→ Kısa görev 1: Alıntı metinde "Enes İbn Malik" ifadesinden "saçları vardı, şeklindeydi." ifadesine kadar olan bölümü aynen kopyala.
→ Kısa görev 2: Alıntı metne göre Hazreti Ali, Resûlullah'ın sakalı için ne söylemiştir?
→ Kısa görev 3: Resûlullah'ın görünüşünü anlatan alıntı metni, son cümlesinden itibaren devam ettir.

→ Alıntı metin:
────────────────────────────────────────

Enes İbn Malik (R.A..):
– Resulullah’ın saçı, orta bir saçtı. Ne kıvırcık ne de düz idi, dedi.

Hind bin Hâle (R.A..) ise şöyle anlattı:
– Saçı, kendiliğinden ikiye ayrılır, yanlarına dökülürse, onları birleştirmezdi. Birleştikleri zaman ise onları ayırmazdı, oldukları gibi bırakırdı. Saçını uzattığında, kulaklarının memesini geçerdi.

Hazreti Ali (R.A..) şunu söyledi:
– Resûlullah’ın sakalı sıktı.

El-Berâ’nın (R.A.) tarifi:
Resûlullah’ın omuzlarına dökülen saçları vardı, şeklindeydi.

Buhârî, Kitabu’l-menâkıb, 23; Beyhakî, age, I/214,125,1/216, Nesâî, VII/183

KAŞI, GÖZLERİ VE KİRPİKLERİ

Hazreti Hind (R.A.) şöyle dedi:
– Kaşları uzun, uçları ince ve araları çok yakındı. Kirpikleri ise uzundu. Göz bebeklerinin siyahı çok siyahtı.

────────────────────────────────────────

→ Saklanan kayıtlar:
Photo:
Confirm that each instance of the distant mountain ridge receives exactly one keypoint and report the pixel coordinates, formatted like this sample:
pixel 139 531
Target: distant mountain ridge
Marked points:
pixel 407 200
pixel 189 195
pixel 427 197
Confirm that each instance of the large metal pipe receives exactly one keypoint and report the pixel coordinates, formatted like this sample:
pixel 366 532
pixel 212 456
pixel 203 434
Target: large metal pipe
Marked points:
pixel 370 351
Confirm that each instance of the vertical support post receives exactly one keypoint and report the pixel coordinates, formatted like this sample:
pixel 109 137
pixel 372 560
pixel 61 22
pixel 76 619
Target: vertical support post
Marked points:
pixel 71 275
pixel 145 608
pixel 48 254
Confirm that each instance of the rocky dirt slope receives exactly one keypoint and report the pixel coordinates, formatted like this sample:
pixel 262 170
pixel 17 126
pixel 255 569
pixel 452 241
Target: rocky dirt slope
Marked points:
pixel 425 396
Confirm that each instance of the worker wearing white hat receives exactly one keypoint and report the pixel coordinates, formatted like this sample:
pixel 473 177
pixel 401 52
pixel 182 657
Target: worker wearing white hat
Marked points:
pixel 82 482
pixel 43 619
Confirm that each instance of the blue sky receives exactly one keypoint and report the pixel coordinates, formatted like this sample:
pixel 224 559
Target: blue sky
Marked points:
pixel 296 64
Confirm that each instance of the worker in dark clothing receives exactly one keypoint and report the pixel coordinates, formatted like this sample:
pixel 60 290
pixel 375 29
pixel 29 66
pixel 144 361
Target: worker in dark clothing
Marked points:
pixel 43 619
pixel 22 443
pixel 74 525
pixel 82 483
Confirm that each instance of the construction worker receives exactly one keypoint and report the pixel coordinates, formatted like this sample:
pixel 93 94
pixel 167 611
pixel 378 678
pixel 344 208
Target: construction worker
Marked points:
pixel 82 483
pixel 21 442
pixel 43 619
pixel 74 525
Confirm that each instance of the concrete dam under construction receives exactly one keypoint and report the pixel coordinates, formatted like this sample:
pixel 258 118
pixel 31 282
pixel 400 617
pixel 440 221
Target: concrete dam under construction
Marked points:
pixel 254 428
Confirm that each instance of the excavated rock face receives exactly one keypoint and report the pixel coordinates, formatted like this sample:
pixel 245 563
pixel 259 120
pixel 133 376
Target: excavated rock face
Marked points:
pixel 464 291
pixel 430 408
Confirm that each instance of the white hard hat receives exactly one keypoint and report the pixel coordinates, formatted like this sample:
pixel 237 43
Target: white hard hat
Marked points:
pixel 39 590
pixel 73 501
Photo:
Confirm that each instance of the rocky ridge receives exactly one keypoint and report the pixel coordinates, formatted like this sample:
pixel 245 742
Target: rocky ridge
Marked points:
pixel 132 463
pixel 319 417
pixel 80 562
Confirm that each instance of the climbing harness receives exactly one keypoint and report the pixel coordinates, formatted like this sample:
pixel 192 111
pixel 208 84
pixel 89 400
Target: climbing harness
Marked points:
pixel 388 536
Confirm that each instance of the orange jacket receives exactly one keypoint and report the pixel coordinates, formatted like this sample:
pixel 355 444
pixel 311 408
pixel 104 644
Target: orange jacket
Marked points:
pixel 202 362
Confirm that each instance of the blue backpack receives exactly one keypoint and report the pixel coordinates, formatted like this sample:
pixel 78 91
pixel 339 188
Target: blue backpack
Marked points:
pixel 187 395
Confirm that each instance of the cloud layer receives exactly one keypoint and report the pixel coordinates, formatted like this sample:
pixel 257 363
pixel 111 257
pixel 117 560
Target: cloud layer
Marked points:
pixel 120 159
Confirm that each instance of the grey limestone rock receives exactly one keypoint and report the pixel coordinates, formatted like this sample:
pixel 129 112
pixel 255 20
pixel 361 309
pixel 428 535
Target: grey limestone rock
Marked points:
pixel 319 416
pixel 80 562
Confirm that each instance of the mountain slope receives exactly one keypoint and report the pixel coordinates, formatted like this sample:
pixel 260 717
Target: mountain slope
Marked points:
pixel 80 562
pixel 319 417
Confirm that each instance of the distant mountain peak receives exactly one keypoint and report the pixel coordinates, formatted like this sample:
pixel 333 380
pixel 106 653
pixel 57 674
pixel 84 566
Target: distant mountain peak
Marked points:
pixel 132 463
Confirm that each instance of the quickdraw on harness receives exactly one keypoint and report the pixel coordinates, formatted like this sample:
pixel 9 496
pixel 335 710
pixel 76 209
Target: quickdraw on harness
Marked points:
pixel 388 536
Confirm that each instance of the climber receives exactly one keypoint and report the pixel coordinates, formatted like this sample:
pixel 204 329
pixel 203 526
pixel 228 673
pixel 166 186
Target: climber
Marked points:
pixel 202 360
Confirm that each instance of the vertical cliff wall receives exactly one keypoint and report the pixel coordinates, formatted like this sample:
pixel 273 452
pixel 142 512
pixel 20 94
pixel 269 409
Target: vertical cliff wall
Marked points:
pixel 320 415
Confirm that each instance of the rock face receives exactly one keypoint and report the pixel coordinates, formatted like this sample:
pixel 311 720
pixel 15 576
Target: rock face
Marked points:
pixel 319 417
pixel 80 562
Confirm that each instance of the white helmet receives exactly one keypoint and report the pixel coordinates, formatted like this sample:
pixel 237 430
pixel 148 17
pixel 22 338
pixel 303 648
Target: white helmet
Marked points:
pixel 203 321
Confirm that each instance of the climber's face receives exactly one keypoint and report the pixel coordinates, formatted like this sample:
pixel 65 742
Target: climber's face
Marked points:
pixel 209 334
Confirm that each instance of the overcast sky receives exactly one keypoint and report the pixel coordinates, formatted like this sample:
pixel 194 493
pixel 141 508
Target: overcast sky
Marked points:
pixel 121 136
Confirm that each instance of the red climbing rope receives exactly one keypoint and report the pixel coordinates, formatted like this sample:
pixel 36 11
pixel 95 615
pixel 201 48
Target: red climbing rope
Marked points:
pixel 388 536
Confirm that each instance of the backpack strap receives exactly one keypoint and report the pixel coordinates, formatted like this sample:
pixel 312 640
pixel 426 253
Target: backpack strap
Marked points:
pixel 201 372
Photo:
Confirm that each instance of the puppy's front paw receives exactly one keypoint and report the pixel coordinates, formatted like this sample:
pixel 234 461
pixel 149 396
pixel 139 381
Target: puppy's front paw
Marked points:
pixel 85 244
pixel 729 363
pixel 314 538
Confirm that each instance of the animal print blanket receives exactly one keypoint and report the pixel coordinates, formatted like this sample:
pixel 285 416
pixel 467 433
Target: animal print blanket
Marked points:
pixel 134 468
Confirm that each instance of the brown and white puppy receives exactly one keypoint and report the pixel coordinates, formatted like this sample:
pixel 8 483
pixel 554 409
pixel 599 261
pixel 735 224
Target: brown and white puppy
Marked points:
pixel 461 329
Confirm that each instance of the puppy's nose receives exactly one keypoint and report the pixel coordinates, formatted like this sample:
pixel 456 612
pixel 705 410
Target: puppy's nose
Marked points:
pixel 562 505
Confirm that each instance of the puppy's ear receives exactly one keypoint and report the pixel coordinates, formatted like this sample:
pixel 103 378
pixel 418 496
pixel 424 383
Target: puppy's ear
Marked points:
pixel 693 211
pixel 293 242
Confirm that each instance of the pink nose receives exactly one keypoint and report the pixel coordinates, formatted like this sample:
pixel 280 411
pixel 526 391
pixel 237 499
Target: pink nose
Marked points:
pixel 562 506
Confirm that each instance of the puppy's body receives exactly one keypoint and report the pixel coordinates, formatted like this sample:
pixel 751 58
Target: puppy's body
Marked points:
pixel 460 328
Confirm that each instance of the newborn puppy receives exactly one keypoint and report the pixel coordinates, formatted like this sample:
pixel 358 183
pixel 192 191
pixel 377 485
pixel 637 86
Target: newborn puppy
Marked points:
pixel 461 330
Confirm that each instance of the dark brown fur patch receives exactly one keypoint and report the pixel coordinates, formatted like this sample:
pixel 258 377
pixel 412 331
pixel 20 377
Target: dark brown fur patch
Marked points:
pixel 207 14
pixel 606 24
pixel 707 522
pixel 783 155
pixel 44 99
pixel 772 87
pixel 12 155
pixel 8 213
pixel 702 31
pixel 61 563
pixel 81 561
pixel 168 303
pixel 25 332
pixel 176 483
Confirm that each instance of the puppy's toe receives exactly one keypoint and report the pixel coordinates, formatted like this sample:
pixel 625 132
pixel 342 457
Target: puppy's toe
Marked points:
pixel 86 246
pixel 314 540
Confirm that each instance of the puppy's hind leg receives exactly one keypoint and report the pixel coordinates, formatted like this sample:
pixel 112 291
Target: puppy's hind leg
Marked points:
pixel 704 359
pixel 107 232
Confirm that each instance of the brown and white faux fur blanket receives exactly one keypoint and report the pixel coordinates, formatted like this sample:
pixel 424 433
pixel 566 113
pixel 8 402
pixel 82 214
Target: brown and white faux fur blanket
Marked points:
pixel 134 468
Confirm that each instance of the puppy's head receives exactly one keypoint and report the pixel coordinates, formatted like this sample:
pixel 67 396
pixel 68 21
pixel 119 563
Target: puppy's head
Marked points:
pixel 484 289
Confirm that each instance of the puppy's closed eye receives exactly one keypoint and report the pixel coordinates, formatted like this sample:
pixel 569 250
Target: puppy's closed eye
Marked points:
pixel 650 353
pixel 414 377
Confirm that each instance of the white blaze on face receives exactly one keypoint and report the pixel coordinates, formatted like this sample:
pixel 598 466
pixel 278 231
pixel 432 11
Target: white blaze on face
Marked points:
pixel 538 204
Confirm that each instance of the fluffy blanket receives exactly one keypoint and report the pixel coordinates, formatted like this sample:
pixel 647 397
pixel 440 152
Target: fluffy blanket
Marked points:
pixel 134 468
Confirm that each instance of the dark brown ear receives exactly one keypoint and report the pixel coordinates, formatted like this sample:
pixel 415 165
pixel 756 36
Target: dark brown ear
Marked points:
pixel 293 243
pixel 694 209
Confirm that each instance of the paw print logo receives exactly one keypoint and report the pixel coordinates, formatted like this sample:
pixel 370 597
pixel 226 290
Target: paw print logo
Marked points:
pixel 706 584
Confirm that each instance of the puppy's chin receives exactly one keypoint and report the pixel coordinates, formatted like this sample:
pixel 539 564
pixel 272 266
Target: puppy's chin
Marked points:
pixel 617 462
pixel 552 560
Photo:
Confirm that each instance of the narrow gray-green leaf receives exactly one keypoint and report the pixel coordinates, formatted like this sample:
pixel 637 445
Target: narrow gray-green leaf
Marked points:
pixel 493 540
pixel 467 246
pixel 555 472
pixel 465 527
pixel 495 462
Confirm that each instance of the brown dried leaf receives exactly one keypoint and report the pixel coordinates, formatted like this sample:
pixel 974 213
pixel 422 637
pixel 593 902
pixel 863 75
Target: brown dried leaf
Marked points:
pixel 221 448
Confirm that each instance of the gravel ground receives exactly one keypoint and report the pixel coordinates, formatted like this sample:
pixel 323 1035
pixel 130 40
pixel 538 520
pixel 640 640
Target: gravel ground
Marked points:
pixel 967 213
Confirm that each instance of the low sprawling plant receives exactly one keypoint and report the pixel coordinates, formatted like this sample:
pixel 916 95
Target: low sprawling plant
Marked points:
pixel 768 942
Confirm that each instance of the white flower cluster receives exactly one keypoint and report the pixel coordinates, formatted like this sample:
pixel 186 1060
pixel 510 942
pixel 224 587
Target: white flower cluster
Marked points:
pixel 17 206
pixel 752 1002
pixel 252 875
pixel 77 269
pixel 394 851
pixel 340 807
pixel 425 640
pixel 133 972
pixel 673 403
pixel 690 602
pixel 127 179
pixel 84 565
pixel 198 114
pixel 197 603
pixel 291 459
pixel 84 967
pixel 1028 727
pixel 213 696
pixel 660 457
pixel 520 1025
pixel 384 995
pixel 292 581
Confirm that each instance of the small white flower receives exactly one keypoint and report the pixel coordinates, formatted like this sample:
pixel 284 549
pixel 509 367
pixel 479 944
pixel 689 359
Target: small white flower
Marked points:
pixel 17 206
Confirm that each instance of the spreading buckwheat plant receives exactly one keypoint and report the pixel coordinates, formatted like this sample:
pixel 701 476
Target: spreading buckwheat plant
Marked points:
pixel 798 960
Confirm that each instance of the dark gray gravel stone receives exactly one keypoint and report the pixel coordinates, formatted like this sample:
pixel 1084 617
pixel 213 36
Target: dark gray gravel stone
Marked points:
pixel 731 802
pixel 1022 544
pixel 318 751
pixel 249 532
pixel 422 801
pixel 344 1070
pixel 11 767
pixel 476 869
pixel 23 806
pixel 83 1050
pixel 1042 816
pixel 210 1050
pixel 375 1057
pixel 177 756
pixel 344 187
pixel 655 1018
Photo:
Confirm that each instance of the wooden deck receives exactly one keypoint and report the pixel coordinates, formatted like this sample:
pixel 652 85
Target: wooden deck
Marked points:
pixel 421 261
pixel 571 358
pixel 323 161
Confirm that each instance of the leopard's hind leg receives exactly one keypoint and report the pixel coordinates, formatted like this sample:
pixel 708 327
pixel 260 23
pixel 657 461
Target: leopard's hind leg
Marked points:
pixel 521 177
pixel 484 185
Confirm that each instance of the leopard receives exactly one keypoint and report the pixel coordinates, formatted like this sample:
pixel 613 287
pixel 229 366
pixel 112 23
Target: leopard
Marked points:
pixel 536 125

────────────────────────────────────────

→ Doğru cevap 1:
Enes İbn Malik (R.A..):
– Resulullah’ın saçı, orta bir saçtı. Ne kıvırcık ne de düz idi, dedi.

Hind bin Hâle (R.A..) ise şöyle anlattı:
– Saçı, kendiliğinden ikiye ayrılır, yanlarına dökülürse, onları birleştirmezdi. Birleştikleri zaman ise onları ayırmazdı, oldukları gibi bırakırdı. Saçını uzattığında, kulaklarının memesini geçerdi.

Hazreti Ali (R.A..) şunu söyledi:
– Resûlullah’ın sakalı sıktı.

El-Berâ’nın (R.A.) tarifi:
Resûlullah’ın omuzlarına dökülen saçları vardı, şeklindeydi.

→ Doğru cevap 2: Resûlullah'ın sakalının sık olduğunu söylemiştir.

→ Doğru cevap 3:
Cabir Hazretleri (R.A.) de:
– Resûlullah’a baktığım zaman iki gözü sürmeli derdim. Oysa gözlerine sürme çekmiş değildi, dedi.

Beyhakî, age, I/214,125, İbn Kesir, el-Bidâye ve’n-Nihâye, VI/33, İmam Ahmed. Müsned, V/97,105, Suyuti, age, 1/117-118

MÜBAREK ELLERİ

Bir gün Avn’nın Babası (R.A.) Efendimiz’i (S.A.S.) ziyarete gitti. Onu selamladıktan sonra mübarek elini tuttu ve yüzüne sürdü… Efendiler Efendisi’nin (S.A.S.) eli, kardan daha soğuk, miskten daha hoş kokulu idi.

Enes b. Malik (R.A.) de şöyle dedi:
– O ‘nun avucunun yumuşaklığı ne atlasta ne de ipekte bulunur.

Hz. Ali (R.A.)
– Resûlullah’ın elleri iriydi, dedi.

Hind (R.A.) de:
– Avuçlarının içi geniş idi, dedi.

İbnü’l-Cevzi, age, 342; İmam Ahmed, Müsned, 111/107; Beyhakî, age, I/216; I/214

MÜBAREK OMUZLARI

El-Bera İbn Azib (R.A.) Efendiler Efendisi’nin (S.A.S.) mübârek omuzlarını şöyle tarif etti:
– Resûlullah Efendimiz’in omuzları genişti.

Buharî, Kitâbü’l-Menâkıb, 23

MÜBAREK AYAKLARI

Hazreti Resûlullah’a (S.A.S.) peygamberlik görevi verilmeden önceydi. Kureyşliler bir kâhine:
– Söyle bakalım! İbrahim makamındaki ayak izine içimizde en çok kimin ayağı benziyor?” dediler.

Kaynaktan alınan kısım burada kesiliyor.